Records contained in a dataset:
'''
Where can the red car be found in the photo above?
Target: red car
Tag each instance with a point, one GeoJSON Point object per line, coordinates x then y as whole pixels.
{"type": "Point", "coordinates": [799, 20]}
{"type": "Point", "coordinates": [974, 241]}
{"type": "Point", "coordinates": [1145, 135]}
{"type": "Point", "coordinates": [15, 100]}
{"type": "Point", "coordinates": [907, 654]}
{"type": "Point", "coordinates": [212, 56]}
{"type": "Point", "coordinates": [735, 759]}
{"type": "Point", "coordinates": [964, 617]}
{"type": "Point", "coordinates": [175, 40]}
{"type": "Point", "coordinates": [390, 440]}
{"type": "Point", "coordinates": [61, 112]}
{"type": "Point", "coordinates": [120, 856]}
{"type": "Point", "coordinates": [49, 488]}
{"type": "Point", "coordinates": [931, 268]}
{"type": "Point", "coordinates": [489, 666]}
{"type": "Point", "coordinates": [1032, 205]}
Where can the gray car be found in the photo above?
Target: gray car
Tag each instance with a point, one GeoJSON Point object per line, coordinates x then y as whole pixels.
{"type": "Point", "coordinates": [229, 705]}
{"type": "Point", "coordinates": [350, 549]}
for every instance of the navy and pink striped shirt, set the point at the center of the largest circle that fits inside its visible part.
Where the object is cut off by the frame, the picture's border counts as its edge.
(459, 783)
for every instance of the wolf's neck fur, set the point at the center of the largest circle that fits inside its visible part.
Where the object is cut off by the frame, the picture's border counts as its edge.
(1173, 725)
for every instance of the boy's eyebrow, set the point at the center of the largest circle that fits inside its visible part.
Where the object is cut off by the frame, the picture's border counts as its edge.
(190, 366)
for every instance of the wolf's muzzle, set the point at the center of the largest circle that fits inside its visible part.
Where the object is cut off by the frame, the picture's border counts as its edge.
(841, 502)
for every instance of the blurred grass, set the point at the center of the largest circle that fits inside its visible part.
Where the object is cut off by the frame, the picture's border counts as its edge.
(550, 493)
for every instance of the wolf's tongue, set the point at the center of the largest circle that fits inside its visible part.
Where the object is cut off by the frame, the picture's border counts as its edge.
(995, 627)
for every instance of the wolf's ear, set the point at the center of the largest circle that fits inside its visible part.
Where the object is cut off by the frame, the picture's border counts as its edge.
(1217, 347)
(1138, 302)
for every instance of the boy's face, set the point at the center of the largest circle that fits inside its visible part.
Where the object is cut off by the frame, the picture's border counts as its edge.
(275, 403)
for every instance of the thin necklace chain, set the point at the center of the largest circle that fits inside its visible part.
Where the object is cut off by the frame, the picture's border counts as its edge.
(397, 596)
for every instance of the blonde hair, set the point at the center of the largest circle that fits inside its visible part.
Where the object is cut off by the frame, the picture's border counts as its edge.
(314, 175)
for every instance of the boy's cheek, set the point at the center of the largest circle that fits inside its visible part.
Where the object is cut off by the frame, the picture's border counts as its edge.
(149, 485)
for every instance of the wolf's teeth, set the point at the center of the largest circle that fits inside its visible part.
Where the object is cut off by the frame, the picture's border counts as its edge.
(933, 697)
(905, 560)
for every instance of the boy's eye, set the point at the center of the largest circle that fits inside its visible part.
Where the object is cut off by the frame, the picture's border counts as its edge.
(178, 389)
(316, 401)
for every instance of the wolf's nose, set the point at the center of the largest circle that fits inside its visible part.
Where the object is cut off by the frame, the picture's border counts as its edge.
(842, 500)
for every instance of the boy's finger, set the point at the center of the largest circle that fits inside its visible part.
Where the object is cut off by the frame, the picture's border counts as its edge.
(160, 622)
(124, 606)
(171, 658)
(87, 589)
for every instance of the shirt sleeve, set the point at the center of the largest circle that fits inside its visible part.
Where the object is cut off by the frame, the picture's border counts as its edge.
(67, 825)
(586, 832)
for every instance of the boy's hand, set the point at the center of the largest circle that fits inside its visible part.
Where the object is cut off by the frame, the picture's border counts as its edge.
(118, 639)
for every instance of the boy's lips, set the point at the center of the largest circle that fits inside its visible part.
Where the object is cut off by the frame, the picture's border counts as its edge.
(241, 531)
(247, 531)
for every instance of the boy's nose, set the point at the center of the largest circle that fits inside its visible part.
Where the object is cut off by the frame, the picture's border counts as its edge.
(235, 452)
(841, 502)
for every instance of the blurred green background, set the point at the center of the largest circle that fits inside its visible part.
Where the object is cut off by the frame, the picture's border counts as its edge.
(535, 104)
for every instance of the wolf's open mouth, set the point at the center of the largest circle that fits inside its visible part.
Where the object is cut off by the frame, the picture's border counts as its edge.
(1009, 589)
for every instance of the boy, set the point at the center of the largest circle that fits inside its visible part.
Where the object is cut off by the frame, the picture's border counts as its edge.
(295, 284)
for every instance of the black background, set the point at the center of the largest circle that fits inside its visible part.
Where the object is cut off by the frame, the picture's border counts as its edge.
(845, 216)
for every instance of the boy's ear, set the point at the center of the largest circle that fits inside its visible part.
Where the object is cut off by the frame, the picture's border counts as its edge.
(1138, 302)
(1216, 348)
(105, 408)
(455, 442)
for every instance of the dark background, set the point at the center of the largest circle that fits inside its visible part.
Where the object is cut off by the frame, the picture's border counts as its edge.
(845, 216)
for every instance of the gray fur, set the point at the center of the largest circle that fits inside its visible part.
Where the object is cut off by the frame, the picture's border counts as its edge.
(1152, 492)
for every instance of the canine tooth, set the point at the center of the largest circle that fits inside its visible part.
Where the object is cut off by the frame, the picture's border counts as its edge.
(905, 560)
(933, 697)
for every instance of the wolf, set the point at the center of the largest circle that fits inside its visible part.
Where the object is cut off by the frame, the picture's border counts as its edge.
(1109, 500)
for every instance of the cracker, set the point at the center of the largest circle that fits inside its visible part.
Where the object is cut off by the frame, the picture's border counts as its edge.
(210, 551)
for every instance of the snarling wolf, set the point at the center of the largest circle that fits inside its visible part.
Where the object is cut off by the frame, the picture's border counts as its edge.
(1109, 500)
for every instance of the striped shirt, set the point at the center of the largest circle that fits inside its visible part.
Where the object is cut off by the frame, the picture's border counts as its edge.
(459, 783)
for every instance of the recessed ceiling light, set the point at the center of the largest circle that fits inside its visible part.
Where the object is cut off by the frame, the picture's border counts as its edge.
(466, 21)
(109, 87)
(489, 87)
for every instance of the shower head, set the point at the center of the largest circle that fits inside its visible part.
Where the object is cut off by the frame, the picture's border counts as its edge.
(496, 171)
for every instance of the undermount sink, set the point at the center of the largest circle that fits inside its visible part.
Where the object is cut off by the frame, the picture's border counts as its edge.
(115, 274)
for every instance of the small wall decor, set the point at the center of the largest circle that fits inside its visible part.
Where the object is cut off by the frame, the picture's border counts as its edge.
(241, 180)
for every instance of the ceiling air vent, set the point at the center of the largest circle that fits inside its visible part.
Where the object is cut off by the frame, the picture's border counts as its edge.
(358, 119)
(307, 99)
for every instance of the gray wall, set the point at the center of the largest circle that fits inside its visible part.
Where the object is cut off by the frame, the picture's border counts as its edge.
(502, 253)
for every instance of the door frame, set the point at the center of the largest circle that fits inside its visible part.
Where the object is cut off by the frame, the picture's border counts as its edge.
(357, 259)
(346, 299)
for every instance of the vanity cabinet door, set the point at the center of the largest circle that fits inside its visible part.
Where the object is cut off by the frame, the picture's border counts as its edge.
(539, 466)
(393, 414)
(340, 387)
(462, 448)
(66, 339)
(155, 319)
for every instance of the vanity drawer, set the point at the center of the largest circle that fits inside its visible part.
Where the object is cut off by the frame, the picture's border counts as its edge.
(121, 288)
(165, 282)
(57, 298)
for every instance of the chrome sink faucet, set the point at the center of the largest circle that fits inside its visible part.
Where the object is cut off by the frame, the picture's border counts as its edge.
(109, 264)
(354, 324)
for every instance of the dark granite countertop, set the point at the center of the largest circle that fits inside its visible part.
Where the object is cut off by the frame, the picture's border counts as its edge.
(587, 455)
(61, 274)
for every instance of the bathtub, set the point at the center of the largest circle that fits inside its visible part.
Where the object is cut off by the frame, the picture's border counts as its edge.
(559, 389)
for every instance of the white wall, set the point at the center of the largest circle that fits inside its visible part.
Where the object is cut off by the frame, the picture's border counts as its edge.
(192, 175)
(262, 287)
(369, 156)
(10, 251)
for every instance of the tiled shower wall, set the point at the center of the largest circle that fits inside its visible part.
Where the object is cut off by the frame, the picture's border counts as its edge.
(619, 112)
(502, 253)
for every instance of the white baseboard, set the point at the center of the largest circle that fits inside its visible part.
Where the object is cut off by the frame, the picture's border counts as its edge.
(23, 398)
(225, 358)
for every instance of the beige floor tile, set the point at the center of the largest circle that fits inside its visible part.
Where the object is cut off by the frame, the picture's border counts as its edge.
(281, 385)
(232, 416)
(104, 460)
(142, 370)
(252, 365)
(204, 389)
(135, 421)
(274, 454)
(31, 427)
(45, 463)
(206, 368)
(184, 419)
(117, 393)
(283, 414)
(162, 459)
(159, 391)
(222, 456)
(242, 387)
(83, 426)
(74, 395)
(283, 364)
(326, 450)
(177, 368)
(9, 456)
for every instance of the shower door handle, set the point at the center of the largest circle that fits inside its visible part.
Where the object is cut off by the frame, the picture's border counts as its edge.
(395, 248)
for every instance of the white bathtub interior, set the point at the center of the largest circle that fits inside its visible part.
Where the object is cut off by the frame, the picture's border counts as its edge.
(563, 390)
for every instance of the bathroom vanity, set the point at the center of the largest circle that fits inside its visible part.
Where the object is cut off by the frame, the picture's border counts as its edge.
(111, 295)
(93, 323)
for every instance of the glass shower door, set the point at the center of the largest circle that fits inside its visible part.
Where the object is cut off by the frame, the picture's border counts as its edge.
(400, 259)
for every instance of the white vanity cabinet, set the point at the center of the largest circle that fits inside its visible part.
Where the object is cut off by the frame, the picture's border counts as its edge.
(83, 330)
'''
__What is expected__
With the line containing "for every instance of the white vanity" as the first and the final line of the records as the last, copy that span exactly and nothing more.

__Reply to the exercise__
for every instance of the white vanity cabinet, set the point at the center of the largest circle that fits inside its visible part.
Where the object is cut off by the frame, the picture's border counts as its edge.
(83, 330)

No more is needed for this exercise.